• _Extracted text_:
The Importance Of A Sense Of Humor On The Spiritual Path
One of the very first things my teacher said to me almost 25 years ago when I first embarked on this journey was: “Two of the most important things to have on the path are patience and a sense of humor.” Patience because the spiritual path is very long and takes hard work, the discipline of sitting down to meditate every day and to face every part of ourselves, the parts we keep secret because they are painful and because we believe they are too bad to expose. A sense of humor, because if we can’t laugh at ourselves sometimes, we will continue to want to hide those parts away in the dark. Laughter brings light and warmth, two essential components to growth. (Think of plants – would we have any without light and warmth? Definitely not!)
Learning from My Teacher
My teacher’s wisdom of patience and a sense of humor was hard-earned. After his youth and growing up years of searching and suffering and struggle, (hard to speak of such a rich history in a few sentences), he awoke to the true Self at twenty-three. He sought then to find a spiritual teacher and community to help him deepen his enlightenment. He spent nine years in a spiritual school that was stiff upper lip serious. The men had to wear suits and ties and the women long skirts, even in sweltering heat. When people laughed at themselves, they did it in a robotic ‘Haha, look at me, I’m so asleep!’ like when they cut their finger and were painfully bleeding. He was so out of place there but stayed because there was a lot of teaching that was good, including his initiation into meditation.

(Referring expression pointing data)
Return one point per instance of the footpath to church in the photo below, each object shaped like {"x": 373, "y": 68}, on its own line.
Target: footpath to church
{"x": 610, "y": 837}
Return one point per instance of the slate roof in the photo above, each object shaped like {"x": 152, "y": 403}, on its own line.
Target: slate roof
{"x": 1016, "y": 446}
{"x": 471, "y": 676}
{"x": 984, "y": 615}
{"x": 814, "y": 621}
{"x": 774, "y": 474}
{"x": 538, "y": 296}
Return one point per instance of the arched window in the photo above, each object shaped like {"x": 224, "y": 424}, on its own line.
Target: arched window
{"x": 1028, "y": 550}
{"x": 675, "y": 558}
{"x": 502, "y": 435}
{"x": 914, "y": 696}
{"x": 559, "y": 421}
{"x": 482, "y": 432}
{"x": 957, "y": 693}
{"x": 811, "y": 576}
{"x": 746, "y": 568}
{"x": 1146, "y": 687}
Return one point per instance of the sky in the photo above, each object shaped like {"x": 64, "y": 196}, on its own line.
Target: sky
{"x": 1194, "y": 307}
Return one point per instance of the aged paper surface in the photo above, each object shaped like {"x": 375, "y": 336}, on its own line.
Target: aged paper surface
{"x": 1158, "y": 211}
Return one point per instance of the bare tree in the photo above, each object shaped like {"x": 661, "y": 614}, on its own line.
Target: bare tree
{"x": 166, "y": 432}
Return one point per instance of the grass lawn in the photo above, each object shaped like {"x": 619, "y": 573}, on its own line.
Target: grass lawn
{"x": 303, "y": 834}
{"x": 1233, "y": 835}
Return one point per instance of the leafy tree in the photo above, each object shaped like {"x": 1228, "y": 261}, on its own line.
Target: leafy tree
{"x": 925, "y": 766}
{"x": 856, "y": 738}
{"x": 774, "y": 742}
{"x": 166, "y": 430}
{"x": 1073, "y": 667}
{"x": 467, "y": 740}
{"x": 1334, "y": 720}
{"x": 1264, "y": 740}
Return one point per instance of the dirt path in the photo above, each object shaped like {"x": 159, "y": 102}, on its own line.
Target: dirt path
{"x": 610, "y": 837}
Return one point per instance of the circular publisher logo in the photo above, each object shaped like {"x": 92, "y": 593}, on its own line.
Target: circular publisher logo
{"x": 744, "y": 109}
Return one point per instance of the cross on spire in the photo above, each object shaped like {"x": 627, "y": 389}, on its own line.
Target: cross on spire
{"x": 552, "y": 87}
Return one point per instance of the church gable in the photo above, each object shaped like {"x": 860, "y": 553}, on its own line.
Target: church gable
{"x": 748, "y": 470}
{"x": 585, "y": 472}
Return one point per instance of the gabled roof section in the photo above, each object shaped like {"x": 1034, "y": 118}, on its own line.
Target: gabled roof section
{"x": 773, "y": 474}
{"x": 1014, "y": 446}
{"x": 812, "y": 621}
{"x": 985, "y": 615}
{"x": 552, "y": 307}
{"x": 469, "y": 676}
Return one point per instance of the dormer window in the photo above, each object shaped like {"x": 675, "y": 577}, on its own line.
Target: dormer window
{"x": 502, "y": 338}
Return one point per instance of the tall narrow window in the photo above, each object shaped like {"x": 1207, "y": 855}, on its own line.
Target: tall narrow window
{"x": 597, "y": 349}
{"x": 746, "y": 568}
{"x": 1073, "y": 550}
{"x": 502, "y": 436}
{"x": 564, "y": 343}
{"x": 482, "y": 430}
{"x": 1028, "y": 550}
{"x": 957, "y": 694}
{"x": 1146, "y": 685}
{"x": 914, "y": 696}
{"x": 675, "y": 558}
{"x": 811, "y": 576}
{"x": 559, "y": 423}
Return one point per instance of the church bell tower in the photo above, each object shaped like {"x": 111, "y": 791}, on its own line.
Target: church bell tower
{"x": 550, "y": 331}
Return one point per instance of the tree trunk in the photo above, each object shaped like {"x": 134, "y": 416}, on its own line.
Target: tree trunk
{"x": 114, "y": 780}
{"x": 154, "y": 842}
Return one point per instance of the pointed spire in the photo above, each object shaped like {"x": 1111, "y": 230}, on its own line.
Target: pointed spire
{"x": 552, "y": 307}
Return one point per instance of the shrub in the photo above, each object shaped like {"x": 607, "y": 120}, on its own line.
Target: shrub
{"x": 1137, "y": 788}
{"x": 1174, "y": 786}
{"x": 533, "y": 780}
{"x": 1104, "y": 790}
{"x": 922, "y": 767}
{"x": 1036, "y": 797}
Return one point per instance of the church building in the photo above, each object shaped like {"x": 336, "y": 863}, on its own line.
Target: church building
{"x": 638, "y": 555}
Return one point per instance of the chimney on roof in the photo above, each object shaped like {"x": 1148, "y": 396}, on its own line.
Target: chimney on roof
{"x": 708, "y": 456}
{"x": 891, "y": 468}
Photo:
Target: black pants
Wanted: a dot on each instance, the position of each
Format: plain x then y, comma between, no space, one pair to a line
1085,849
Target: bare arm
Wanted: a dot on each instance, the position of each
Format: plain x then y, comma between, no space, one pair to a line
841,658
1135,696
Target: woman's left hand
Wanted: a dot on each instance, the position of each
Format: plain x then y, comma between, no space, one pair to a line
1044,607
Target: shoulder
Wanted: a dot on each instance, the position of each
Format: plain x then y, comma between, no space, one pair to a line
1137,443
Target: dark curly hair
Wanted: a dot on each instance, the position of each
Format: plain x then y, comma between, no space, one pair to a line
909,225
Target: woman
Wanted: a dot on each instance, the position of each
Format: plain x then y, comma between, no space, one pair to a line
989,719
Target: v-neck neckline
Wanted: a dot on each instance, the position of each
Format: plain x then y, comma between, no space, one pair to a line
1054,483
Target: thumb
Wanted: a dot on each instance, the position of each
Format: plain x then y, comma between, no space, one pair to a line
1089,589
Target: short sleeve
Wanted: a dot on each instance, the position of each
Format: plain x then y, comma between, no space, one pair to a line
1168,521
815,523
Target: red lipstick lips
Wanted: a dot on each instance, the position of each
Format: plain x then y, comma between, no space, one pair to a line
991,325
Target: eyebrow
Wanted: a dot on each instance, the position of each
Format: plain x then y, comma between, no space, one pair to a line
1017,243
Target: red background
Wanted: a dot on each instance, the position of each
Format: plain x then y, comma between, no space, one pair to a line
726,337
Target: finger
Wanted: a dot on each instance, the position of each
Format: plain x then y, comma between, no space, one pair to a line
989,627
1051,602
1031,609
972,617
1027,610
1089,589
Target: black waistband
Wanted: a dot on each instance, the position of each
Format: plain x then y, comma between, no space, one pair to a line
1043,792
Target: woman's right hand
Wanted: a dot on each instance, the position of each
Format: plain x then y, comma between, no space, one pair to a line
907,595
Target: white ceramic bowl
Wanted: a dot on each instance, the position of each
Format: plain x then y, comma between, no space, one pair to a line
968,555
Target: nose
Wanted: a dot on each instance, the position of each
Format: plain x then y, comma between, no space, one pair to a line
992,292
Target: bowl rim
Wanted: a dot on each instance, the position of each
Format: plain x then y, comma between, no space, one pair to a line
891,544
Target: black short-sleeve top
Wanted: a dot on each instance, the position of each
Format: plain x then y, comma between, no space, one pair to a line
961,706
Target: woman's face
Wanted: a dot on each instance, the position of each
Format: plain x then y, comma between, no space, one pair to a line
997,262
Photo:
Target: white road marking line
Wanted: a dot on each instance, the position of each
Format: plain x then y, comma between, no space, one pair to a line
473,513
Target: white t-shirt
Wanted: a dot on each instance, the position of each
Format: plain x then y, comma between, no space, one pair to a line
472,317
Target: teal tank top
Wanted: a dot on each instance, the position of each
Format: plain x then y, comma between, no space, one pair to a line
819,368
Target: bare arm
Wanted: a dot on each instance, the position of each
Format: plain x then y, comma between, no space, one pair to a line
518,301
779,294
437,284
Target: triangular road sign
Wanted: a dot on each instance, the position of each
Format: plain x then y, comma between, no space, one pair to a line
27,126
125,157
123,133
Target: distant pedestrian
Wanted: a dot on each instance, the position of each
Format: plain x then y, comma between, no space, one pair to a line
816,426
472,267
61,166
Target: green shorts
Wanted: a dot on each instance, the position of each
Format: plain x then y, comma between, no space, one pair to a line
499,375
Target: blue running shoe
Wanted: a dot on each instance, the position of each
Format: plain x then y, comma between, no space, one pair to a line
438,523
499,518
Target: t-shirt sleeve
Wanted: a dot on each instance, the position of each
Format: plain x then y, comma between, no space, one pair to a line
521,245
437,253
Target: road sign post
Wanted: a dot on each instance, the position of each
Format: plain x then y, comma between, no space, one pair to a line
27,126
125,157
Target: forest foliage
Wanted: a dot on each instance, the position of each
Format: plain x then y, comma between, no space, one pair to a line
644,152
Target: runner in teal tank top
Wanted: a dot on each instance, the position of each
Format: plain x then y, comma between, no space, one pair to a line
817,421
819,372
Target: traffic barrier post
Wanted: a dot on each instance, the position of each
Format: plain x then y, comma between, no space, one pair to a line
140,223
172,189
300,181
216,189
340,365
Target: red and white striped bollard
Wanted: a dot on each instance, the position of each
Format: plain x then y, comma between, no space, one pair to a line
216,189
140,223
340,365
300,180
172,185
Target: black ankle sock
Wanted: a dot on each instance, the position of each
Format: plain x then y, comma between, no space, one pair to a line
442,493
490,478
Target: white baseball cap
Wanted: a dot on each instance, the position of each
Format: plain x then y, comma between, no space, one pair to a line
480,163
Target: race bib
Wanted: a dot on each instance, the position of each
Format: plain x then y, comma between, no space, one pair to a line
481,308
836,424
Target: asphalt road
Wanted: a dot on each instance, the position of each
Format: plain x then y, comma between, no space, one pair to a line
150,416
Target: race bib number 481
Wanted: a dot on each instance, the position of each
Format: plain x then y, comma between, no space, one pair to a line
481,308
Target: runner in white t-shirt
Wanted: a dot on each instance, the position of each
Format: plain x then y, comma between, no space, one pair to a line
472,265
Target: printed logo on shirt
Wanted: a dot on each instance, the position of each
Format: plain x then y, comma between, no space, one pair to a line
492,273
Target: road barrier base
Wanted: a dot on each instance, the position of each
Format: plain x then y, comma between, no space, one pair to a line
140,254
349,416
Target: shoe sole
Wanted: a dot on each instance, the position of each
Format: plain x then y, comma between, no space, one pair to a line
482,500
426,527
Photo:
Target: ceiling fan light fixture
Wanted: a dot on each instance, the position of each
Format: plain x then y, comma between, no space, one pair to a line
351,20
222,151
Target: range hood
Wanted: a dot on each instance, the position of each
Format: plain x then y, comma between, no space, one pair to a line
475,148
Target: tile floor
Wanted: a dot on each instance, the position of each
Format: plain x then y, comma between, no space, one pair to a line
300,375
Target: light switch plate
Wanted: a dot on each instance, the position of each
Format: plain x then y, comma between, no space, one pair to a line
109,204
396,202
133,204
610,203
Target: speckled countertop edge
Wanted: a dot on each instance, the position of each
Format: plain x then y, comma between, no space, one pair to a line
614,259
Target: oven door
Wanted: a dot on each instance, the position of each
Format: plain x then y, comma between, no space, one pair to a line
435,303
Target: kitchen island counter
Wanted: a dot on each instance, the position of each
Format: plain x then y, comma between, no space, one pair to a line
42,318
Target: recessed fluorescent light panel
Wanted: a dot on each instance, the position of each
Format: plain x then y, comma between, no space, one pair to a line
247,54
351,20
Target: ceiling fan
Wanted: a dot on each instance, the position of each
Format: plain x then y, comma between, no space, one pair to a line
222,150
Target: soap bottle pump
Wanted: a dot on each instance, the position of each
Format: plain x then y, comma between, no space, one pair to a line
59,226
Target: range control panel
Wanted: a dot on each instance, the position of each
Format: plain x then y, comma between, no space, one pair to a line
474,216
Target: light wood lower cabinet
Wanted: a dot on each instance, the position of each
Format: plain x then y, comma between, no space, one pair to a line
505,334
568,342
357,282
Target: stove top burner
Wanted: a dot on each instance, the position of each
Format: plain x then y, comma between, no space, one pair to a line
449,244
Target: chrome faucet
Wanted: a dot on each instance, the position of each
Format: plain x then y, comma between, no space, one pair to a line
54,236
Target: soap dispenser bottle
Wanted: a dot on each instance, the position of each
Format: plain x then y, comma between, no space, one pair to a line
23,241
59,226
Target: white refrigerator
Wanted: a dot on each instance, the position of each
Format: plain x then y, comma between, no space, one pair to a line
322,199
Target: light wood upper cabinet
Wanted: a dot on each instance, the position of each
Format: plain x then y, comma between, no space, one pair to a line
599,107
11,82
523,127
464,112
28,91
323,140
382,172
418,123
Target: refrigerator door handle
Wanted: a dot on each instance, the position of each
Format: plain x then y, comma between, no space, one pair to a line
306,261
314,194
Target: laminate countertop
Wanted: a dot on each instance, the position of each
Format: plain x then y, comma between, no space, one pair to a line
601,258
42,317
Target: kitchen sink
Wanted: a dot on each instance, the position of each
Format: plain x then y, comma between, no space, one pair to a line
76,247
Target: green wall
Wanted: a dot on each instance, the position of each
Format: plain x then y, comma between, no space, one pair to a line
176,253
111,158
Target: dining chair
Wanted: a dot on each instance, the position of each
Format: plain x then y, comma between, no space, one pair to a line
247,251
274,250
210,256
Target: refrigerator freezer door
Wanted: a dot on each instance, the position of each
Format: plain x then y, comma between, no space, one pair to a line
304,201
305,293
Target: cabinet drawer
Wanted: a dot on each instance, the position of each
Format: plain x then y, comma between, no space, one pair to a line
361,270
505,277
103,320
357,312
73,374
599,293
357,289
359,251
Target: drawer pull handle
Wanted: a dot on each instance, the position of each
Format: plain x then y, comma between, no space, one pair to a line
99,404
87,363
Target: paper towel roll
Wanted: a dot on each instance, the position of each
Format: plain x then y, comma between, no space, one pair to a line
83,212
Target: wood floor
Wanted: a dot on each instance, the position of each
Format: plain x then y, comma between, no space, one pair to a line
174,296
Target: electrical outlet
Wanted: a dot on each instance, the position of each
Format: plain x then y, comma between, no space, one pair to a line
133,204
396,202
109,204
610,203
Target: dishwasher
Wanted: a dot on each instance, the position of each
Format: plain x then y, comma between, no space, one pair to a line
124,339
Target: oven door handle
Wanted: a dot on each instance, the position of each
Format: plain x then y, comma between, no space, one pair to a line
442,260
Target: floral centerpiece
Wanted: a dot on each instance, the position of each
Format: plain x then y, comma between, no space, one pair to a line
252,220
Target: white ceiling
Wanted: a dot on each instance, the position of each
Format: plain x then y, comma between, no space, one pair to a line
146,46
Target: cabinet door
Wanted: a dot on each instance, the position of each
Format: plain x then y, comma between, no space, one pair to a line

• _Exercises_:
a. Reproduce the passage of the essay on humor and the spiritual path that opens with the words containing "Learning from My" and closes with "initiation into meditation.".
b. Supply the next part of the essay on humor and the spiritual path, picking up after its last sentence.

• _Expected results_:
a.
Learning from My Teacher
My teacher’s wisdom of patience and a sense of humor was hard-earned. After his youth and growing up years of searching and suffering and struggle, (hard to speak of such a rich history in a few sentences), he awoke to the true Self at twenty-three. He sought then to find a spiritual teacher and community to help him deepen his enlightenment. He spent nine years in a spiritual school that was stiff upper lip serious. The men had to wear suits and ties and the women long skirts, even in sweltering heat. When people laughed at themselves, they did it in a robotic ‘Haha, look at me, I’m so asleep!’ like when they cut their finger and were painfully bleeding. He was so out of place there but stayed because there was a lot of teaching that was good, including his initiation into meditation.

b.
He saw almost immediately, however, that people were not growing as they could have toward their true Self because they took themselves so seriously. Forced laughter in spite of what they were really feeling was another way to put themselves into a box, another layer of hiding from what they really felt because their pain and suffering were messy and real and not fitting into the staid facade the school projected to the world. At some point, my teacher could no longer stay and broke out on his own to find his own way. And I’m so glad he did, not only because he was able to find his own way and not be stifled, but because it gave me a chance to find him.
My Personal Journey
I feel so fortunate to have met him when I was 22, just out of college and had been struggling and suffering from addiction and emotional problems. I had been searching for a community and digging at everything to get at the essential truth ever since I’d had an understanding that our appearances (race, gender, religion, etc) were results of circumstances, and that there was something bigger and common that unites us all, but just didn’t know what it was.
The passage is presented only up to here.